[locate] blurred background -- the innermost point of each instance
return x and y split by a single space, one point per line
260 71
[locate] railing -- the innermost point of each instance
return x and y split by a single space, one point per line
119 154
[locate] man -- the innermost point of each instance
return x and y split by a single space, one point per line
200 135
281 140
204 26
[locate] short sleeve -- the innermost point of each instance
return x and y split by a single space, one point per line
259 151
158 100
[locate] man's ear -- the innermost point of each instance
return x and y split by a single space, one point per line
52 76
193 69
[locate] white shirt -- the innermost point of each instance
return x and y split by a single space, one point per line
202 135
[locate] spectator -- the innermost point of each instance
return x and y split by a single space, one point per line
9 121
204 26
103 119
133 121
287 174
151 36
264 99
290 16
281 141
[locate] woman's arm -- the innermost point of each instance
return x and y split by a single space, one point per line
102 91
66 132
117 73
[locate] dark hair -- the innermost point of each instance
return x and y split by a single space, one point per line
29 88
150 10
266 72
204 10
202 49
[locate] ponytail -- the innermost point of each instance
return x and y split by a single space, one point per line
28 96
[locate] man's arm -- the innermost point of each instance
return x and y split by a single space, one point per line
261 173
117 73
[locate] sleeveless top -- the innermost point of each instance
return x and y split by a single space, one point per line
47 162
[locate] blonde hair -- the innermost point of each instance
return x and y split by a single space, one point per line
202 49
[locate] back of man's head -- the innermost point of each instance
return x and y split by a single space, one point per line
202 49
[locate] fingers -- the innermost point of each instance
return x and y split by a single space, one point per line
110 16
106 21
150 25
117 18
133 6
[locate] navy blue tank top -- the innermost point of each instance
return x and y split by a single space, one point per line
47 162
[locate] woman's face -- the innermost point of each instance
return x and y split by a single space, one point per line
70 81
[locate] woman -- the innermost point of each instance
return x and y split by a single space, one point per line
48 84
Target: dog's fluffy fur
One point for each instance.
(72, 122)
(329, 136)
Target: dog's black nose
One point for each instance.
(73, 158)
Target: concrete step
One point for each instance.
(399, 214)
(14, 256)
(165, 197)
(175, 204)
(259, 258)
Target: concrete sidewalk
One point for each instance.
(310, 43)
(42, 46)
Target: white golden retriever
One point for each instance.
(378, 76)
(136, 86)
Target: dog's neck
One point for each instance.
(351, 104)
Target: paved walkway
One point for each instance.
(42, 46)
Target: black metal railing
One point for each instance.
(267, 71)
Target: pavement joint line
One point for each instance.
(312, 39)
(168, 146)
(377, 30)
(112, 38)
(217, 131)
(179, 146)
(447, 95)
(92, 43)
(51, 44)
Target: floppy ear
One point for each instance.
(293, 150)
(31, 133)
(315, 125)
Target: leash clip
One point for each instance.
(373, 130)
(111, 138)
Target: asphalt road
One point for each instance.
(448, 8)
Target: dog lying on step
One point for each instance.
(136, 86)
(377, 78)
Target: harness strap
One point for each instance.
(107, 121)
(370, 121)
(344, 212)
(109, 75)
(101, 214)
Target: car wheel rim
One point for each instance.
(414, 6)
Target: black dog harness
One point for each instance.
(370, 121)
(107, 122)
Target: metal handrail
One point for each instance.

-*-*-

▶ _Task brief_
Please return each line of the data above in which the word "step" occurs.

▶ _Answer to this exercise_
Target: concrete step
Target: dog lying on step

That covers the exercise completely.